Reading text:
↓↓↓

I am a programming enthusiast and novice, I am using Powershell to try to solve the following need:
- I need to extract the full path of files with extension .img. inside a folder with /- 900 thousand folders and /- million files. -/ 900,000 img files.
- Each img file must be processed in an exe. that is read from a file.
Which is better to store the result of the GetChildItem in a variable or a file?
I would greatly appreciate your guidance and support to optimize and / or find the best way to speed up processes vs. resource consumption.
Thank you un advance!!
This is the code I am currently using:
$PSDefaultParameterValues['*:Encoding'] = 'Ascii'
$host.ui.RawUI.WindowTitle = “DICOM IMPORT IN PROGRESS”

↑↑↑

Data listing:
↓↓↓

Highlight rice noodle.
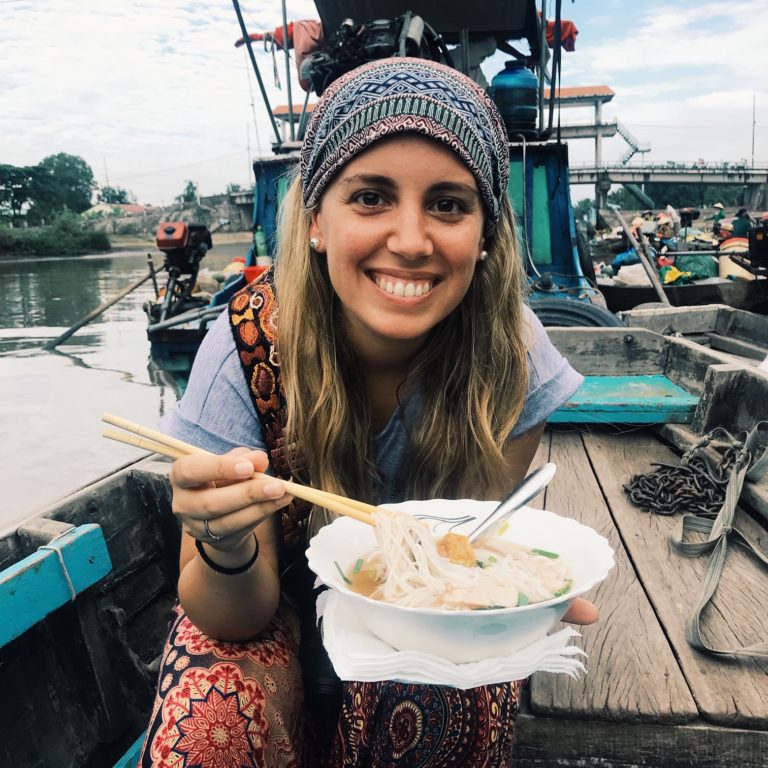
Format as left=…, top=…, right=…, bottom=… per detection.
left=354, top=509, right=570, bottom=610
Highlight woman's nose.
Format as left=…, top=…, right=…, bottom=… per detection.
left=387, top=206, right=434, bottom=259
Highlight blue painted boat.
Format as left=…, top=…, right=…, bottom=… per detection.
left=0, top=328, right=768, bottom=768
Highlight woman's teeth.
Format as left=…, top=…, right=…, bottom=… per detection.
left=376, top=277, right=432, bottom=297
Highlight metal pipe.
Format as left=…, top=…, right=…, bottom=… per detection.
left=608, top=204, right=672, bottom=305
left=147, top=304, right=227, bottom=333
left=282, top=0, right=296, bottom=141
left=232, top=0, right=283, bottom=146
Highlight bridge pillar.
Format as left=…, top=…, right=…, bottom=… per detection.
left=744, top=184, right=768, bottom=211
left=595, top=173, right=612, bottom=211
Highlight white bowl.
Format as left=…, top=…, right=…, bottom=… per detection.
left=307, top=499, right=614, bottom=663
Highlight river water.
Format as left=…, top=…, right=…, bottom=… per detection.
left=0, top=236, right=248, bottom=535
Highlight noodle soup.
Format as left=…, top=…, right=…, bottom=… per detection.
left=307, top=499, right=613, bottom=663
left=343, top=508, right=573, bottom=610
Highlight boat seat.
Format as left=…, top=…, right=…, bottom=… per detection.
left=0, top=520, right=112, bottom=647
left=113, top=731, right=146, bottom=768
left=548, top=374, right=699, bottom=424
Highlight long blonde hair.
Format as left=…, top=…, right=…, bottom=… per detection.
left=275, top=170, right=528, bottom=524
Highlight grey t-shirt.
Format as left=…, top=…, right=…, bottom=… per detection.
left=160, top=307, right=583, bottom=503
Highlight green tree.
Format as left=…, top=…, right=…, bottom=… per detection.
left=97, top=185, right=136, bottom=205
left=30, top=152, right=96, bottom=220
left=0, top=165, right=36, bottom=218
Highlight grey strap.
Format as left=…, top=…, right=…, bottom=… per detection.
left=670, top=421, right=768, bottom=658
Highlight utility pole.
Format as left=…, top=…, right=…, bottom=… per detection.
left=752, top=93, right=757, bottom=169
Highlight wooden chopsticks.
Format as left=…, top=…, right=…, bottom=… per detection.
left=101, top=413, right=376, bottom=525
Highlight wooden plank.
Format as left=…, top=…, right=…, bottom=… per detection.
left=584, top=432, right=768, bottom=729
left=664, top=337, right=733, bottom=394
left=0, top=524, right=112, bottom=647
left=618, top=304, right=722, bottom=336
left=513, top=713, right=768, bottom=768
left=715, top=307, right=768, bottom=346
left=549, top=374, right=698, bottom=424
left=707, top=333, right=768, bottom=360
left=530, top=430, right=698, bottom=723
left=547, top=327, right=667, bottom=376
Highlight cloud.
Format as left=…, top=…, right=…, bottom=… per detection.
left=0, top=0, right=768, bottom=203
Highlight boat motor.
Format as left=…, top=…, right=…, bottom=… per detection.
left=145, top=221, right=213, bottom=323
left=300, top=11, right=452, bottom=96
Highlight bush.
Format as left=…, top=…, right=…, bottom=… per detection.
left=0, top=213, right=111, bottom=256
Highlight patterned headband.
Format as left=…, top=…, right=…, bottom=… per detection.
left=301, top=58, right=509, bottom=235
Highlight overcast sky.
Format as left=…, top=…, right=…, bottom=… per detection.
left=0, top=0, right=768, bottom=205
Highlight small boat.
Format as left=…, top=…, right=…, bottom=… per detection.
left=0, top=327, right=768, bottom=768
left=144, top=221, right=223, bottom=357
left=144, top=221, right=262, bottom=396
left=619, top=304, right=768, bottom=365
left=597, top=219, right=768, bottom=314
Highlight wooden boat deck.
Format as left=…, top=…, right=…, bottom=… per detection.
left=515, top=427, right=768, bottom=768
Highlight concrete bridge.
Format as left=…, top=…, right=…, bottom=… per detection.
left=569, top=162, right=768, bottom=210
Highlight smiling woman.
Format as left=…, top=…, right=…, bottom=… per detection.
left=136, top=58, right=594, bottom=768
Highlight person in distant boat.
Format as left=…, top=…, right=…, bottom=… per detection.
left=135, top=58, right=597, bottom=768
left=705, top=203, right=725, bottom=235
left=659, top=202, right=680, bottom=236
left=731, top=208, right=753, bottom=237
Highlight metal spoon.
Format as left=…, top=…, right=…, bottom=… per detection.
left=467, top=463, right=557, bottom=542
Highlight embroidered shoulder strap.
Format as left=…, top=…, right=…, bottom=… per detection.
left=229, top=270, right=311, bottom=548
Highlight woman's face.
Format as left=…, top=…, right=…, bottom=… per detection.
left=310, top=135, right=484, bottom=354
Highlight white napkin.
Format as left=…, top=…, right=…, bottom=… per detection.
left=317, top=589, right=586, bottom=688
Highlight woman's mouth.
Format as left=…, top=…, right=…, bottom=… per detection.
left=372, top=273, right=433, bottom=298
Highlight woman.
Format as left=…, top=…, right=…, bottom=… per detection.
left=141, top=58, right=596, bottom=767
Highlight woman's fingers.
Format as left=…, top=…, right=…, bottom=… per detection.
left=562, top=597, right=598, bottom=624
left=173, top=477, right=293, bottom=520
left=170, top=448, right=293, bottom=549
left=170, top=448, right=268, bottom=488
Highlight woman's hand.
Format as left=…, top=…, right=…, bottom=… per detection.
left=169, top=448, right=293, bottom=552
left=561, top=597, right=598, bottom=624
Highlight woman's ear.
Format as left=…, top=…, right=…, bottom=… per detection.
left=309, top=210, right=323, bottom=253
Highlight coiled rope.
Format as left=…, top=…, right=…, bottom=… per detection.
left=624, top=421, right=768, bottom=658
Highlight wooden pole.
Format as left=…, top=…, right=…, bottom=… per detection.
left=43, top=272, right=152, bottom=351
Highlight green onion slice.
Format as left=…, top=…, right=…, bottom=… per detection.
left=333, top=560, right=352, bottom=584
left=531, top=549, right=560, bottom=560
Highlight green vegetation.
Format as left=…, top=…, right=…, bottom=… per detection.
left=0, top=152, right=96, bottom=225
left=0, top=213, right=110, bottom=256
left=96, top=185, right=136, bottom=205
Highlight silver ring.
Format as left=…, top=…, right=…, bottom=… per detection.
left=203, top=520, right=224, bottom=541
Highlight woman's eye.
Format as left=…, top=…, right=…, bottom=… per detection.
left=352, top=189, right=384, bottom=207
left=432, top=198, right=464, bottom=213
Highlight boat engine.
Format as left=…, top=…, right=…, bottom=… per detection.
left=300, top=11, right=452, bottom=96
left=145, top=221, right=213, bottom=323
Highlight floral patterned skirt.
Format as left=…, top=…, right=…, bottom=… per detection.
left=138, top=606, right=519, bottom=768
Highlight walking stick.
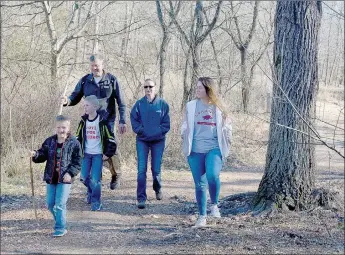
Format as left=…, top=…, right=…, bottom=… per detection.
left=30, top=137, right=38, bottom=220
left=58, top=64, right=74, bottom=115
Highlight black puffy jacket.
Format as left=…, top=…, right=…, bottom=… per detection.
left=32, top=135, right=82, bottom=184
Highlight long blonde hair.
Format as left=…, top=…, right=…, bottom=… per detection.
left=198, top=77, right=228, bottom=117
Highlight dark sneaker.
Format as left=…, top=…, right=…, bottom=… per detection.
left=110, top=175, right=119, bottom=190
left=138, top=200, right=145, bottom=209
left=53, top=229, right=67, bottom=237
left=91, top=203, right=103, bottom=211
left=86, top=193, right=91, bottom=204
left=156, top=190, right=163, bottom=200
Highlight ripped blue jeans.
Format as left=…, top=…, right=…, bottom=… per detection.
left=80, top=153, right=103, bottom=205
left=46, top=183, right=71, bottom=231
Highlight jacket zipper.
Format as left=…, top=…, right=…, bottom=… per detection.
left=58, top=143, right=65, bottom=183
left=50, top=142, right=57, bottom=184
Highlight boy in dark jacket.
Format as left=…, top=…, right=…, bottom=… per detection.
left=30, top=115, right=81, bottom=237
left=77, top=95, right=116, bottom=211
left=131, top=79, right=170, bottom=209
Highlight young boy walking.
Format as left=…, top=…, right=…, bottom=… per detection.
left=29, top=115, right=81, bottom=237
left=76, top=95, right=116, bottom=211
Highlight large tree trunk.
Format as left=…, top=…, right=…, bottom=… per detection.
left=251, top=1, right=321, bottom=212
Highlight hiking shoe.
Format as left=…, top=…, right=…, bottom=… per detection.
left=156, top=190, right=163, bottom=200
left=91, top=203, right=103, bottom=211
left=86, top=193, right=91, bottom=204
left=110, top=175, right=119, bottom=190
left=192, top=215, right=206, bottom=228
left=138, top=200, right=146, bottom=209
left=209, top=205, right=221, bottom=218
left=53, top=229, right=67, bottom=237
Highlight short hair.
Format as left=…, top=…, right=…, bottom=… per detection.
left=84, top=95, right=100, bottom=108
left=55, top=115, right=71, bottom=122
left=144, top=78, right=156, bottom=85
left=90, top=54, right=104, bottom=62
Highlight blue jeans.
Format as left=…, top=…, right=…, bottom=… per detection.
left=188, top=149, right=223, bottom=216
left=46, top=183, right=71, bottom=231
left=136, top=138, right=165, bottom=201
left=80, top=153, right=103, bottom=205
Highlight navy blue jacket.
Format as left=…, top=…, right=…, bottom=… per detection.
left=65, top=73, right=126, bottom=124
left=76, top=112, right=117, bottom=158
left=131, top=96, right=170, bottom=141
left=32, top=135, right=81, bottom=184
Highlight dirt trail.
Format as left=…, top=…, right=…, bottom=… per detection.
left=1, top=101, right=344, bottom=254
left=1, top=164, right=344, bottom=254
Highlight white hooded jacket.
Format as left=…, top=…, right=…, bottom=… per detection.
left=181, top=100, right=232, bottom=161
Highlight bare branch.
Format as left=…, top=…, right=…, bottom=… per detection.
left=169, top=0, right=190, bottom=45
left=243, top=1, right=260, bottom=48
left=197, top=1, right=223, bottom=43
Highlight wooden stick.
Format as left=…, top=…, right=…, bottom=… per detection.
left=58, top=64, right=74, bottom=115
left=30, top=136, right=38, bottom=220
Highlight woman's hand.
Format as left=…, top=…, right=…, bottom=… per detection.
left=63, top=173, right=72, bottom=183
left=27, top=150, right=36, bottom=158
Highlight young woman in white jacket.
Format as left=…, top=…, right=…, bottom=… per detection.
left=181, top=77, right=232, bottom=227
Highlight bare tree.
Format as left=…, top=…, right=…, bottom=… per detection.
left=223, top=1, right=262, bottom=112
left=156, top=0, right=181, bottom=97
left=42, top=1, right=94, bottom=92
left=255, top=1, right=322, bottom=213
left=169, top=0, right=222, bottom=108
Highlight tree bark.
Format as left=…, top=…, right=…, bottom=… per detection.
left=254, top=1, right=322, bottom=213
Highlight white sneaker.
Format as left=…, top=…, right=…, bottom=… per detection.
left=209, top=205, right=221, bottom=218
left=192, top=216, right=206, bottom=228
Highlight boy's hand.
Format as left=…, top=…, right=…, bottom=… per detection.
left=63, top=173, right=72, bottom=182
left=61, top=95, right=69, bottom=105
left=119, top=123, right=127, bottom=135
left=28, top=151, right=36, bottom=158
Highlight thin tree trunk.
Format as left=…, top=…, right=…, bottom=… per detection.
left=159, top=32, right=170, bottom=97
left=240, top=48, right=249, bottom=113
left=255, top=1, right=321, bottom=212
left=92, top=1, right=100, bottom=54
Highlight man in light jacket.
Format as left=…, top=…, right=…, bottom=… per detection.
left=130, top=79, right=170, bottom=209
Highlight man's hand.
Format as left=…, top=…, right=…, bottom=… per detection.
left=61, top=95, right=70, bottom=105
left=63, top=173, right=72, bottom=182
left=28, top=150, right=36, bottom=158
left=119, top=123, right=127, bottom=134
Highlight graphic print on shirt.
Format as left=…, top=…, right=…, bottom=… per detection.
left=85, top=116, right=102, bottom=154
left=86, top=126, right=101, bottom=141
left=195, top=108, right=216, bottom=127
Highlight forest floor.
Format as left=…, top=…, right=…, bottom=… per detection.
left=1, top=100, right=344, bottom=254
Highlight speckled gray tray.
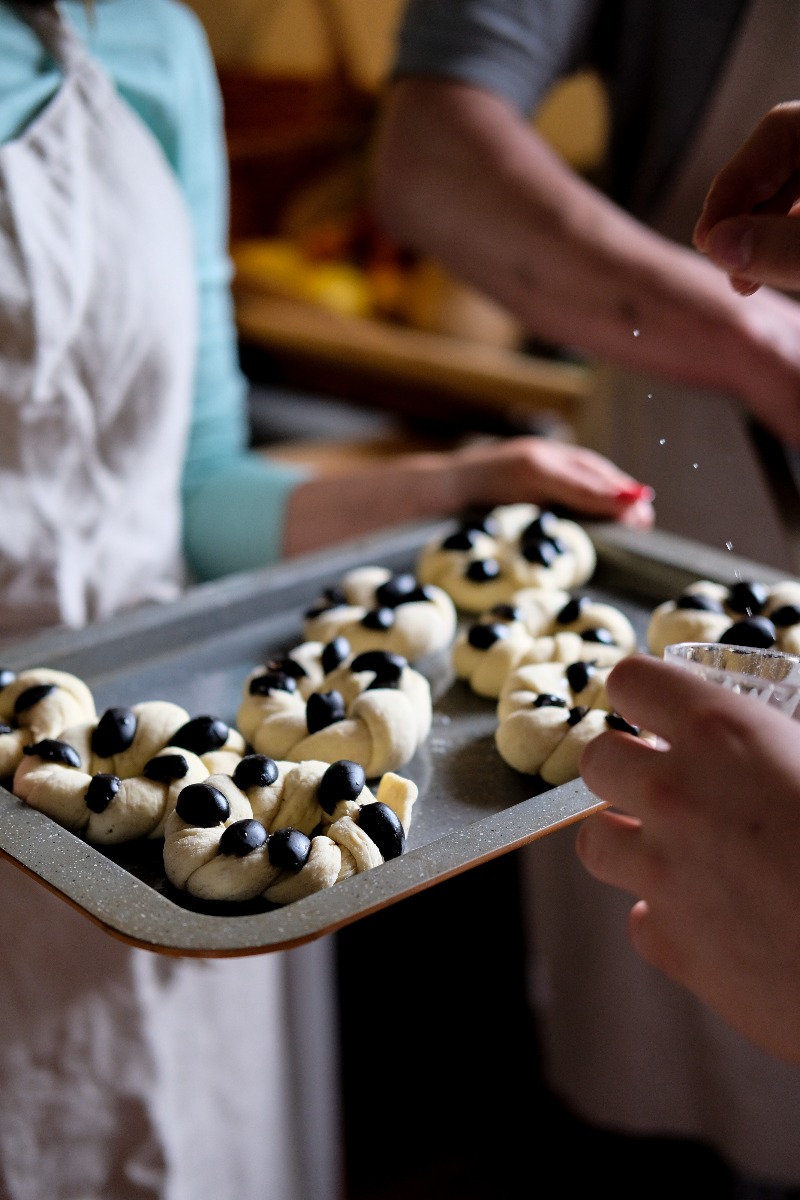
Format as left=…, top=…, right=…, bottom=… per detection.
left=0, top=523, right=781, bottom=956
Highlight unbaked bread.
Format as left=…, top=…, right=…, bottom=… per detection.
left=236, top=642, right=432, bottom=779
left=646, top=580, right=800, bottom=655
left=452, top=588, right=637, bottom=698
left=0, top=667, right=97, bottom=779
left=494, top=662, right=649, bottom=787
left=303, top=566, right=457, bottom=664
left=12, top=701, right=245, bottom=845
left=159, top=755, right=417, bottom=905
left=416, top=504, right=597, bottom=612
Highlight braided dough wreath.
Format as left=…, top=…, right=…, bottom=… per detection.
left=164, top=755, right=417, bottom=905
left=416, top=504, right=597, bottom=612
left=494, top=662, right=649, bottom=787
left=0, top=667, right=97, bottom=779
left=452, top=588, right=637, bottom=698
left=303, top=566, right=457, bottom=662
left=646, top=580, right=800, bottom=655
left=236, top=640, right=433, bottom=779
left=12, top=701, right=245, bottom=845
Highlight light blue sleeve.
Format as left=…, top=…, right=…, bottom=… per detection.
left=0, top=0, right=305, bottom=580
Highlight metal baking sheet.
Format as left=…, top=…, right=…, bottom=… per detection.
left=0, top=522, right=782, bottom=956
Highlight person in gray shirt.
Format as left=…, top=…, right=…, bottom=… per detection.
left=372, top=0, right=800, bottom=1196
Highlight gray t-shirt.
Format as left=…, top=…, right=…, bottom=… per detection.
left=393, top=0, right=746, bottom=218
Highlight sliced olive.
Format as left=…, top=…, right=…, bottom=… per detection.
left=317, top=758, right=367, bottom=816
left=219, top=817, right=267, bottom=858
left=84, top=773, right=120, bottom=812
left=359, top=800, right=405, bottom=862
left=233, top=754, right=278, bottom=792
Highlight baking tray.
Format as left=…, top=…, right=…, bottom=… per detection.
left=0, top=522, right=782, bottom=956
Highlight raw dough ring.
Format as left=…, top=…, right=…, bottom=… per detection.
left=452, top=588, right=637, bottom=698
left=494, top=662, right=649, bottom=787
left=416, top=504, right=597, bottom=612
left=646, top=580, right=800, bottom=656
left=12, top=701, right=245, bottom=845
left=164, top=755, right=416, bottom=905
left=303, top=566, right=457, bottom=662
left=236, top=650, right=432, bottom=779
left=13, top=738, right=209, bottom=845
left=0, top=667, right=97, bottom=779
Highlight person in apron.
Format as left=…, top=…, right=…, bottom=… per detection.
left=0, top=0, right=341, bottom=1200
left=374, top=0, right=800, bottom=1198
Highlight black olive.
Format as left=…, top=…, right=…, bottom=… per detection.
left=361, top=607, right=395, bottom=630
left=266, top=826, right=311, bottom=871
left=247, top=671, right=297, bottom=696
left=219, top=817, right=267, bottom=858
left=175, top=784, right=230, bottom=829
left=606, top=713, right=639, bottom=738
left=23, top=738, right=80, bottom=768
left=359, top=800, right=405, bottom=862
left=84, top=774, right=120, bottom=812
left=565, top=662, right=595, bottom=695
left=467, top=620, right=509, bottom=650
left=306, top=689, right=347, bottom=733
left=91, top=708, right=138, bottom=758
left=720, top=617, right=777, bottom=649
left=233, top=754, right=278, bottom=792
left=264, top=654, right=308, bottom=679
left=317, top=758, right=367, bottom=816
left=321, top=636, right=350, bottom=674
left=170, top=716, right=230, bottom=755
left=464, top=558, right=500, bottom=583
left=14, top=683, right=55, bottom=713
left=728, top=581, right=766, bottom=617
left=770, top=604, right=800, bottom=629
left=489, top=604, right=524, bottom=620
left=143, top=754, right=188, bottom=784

↑↑↑

Your tasks:
1 > Please say whether each statement below agrees with the PowerShell post. Answer yes or no and quote the words from the post that decide it.
(a) The writer describes themself as an experienced programmer.
(b) The writer asks whether the result of GetChildItem should be kept in a variable or in a file.
(c) Every img file has to be processed in an exe.
2 > Answer these questions from the PowerShell post:
(a) Which file extension does the writer need to extract full paths for?
(b) What does the writer want to weigh against the speed of the processes?
(c) What default encoding does the code set?

Answer set:
1 >
(a) No: "I am a programming enthusiast and novice"
(b) Yes: "Which is better to store the result of the GetChildItem in a variable or a file?"
(c) Yes: "Each img file must be processed in an exe."

2 >
(a) .img
(b) Resource consumption
(c) Ascii